_FRAGMENTO DE TEXTO:_

▼

Toda la existencia ocurre en dos dimensiones: la material y la inmaterial. En estos dos planos transcurren las contradicciones esenciales que crean el espacio-tiempo a la naturaleza y a la sociedad. La una preexiste a la otra, a la que generó a través del humano. La primera puede existir independientemente de la segunda, pero no a la inversa, la sociedad no puede existir sin la naturaleza, aunque puede transformarla permanentemente, incluso destruir parte importante de ella, hasta las condiciones que permiten la propia vida. Aquí sonamos a un bemol de Enrique Dussel, porque el humano es en primera instancia biológico, es una mínima parte de la naturaleza como totalidad abarcadora de la existencia. Sin circulación sanguínea no hay cerebro que funcione, ni ideas que liberen. Y no por minúscula deja de ser la criatura más peligrosa y problemática de la Madre Natura.
Naturaleza y sociedad (lo específicamente humano), se explican por lo permanente que es el movimiento, los cambios gestados por las contradicciones (dialécticas) rigen los hábitats “del cielo y la tierra”, las relaciones del humano con el entorno natural y entre sí, las relaciones sociales de producción, el Oikos-nomos, donde el trabajo creador sintetiza las características del humano como sujeto transformador del mundo material, creador/portador del inmaterial, generador del conocimiento, y actor (consciente o no) de la construcción societaria.

▲

_TAREA A REALIZAR:_
Reproduzca el fragmento sobre las dos dimensiones de la existencia desde "Toda la existencia" hasta "la Madre Natura.", ambos incluidos, cambiando "cerebro" por "mente". Las filas no guardan ninguna relación con el fragmento.

_FILAS DE DATOS:_
▼

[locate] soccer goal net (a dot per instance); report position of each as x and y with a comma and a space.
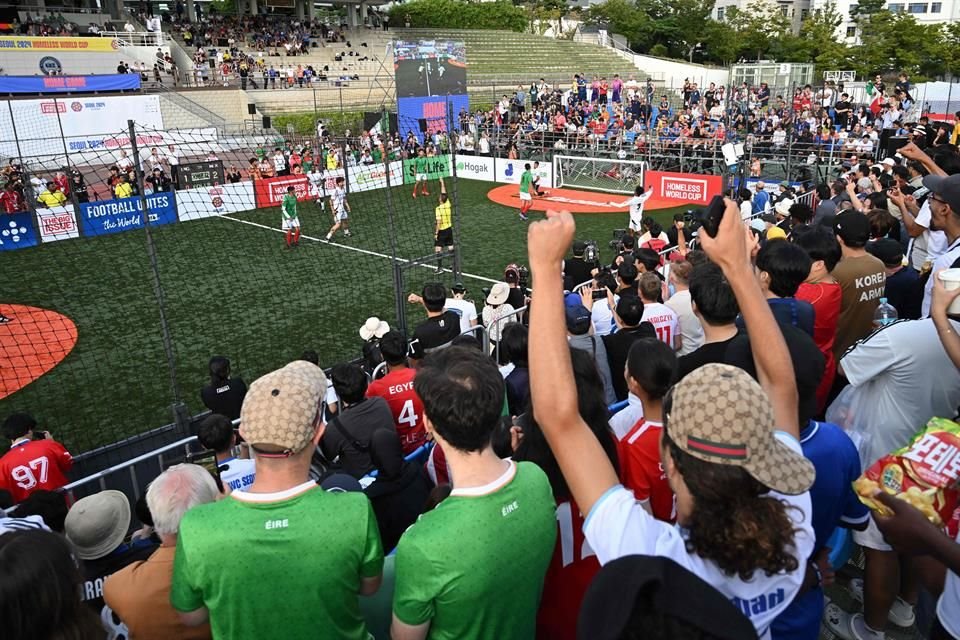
603, 174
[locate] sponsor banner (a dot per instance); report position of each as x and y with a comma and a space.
437, 167
199, 174
214, 200
19, 44
43, 122
57, 223
123, 214
434, 110
200, 141
510, 171
67, 84
684, 188
270, 191
475, 168
374, 176
17, 231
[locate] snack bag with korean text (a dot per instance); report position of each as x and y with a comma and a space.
925, 473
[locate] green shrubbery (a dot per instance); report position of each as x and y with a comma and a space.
451, 14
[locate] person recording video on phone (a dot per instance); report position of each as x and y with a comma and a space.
217, 434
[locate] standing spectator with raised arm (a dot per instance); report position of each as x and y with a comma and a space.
730, 448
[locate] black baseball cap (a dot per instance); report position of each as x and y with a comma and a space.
627, 586
888, 250
630, 310
947, 188
852, 227
578, 319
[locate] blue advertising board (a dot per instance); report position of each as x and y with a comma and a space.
436, 110
17, 231
123, 214
69, 84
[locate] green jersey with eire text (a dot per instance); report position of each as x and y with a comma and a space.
289, 206
525, 181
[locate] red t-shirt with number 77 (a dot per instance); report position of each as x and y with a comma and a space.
33, 465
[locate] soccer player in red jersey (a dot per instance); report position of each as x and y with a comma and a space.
31, 465
574, 564
651, 371
397, 389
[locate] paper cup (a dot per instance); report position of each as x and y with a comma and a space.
951, 280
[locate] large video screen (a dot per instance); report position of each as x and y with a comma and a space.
430, 68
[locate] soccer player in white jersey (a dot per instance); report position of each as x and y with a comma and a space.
317, 186
636, 203
341, 210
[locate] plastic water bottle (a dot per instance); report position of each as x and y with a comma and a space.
885, 314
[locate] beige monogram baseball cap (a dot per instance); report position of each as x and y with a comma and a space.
283, 408
719, 414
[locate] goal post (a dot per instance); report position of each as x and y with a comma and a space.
601, 174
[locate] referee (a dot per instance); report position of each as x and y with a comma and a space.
444, 226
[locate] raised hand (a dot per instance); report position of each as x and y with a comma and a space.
549, 240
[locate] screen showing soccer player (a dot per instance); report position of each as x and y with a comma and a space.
430, 68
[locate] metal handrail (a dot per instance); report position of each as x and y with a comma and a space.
129, 464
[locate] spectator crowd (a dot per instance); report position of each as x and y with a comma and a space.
756, 372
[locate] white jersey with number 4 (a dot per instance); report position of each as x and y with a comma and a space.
664, 320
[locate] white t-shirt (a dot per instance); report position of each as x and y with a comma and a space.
636, 207
463, 308
900, 377
664, 320
948, 606
237, 473
618, 526
941, 262
690, 327
602, 317
338, 198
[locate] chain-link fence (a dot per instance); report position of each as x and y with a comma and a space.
134, 256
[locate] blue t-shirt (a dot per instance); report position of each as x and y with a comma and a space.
835, 504
760, 201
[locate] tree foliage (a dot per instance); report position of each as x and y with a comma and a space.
451, 14
887, 41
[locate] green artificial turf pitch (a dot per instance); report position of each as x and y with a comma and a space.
233, 289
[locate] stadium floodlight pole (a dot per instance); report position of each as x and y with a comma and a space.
155, 270
456, 198
399, 305
16, 138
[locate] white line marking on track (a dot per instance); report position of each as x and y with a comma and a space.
348, 247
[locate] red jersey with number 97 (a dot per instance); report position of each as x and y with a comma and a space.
571, 569
34, 465
397, 389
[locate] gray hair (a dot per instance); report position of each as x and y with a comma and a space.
176, 491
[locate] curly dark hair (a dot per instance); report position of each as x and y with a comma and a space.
734, 524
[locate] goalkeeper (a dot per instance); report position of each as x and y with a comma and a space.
291, 221
636, 203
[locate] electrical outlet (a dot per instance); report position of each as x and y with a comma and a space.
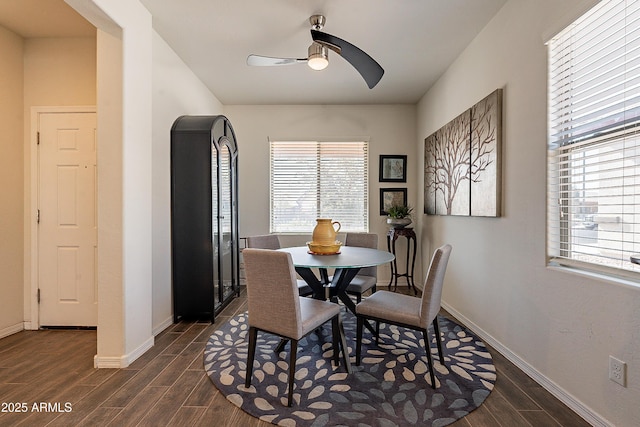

▲

_TAREA RESUELTA:_
Toda la existencia ocurre en dos dimensiones: la material y la inmaterial. En estos dos planos transcurren las contradicciones esenciales que crean el espacio-tiempo a la naturaleza y a la sociedad. La una preexiste a la otra, a la que generó a través del humano. La primera puede existir independientemente de la segunda, pero no a la inversa, la sociedad no puede existir sin la naturaleza, aunque puede transformarla permanentemente, incluso destruir parte importante de ella, hasta las condiciones que permiten la propia vida. Aquí sonamos a un bemol de Enrique Dussel, porque el humano es en primera instancia biológico, es una mínima parte de la naturaleza como totalidad abarcadora de la existencia. Sin circulación sanguínea no hay mente que funcione, ni ideas que liberen. Y no por minúscula deja de ser la criatura más peligrosa y problemática de la Madre Natura.